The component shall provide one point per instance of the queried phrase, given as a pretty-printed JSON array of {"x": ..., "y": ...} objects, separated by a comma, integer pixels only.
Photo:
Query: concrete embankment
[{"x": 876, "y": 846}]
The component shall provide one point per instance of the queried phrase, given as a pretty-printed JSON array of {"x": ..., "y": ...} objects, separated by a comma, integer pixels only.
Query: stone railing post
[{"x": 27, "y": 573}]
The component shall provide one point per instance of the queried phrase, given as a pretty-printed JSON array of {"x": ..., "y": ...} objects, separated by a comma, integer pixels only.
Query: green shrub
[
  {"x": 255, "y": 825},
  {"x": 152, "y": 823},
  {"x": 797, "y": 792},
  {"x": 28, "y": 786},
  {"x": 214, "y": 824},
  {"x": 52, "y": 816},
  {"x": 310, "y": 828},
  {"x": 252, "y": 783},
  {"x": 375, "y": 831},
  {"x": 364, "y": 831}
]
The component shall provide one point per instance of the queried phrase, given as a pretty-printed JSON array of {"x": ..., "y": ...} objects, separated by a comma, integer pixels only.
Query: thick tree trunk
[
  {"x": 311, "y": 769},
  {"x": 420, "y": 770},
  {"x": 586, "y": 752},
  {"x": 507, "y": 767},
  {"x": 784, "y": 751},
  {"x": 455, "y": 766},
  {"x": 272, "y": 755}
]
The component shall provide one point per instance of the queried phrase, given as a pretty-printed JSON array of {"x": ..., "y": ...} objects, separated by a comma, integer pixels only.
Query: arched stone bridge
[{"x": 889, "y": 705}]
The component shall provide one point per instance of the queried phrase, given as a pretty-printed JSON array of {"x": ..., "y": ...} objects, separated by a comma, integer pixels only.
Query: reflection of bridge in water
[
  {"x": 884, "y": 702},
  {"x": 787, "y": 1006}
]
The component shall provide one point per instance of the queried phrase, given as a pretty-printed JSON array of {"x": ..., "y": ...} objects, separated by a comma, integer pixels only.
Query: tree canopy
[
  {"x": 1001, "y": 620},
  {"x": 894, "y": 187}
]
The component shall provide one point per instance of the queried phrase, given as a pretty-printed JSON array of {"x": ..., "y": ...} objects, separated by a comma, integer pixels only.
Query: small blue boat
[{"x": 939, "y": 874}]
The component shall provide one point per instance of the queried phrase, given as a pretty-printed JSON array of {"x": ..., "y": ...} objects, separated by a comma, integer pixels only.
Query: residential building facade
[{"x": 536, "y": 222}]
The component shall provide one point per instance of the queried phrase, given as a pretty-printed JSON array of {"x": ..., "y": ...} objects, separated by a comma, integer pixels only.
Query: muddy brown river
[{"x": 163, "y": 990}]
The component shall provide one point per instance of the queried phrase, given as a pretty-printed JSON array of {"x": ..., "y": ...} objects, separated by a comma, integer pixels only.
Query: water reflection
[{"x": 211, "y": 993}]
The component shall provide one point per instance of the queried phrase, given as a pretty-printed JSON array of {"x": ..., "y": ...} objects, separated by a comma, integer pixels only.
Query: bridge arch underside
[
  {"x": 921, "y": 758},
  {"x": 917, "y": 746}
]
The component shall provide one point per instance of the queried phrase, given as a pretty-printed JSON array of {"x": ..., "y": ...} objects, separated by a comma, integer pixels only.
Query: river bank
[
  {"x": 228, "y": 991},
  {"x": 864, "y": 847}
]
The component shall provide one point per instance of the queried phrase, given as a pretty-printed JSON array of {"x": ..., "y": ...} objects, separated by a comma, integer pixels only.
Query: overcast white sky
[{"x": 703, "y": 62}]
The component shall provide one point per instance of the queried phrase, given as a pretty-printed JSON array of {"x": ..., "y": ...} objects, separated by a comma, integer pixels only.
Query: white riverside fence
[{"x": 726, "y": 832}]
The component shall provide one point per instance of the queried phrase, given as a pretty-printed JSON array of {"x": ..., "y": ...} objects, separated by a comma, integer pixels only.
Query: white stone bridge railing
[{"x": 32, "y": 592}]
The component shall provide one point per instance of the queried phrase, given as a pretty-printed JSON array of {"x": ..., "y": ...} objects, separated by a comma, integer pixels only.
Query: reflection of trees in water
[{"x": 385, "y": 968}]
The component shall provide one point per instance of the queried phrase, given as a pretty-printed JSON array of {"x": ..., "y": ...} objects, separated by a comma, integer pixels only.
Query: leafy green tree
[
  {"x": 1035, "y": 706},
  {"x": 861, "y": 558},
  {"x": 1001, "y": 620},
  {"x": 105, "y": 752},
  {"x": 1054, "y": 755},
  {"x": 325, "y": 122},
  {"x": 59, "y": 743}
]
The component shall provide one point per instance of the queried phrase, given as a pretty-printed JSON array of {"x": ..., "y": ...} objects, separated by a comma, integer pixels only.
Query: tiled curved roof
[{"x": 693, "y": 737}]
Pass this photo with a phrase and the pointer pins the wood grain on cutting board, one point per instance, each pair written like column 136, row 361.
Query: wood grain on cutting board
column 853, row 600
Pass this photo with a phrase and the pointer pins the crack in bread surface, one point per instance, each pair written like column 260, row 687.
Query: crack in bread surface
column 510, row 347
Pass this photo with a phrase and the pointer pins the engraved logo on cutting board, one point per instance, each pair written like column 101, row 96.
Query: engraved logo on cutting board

• **PROMPT**: Filter on the word "engraved": copy each matching line from the entries above.

• **SOLUTION TO THIS EXERCISE**:
Pass this photo with a phrase and the pointer pins the engraved logo on cutting board, one point per instance, each pair written like column 101, row 96.
Query: engraved logo on cutting board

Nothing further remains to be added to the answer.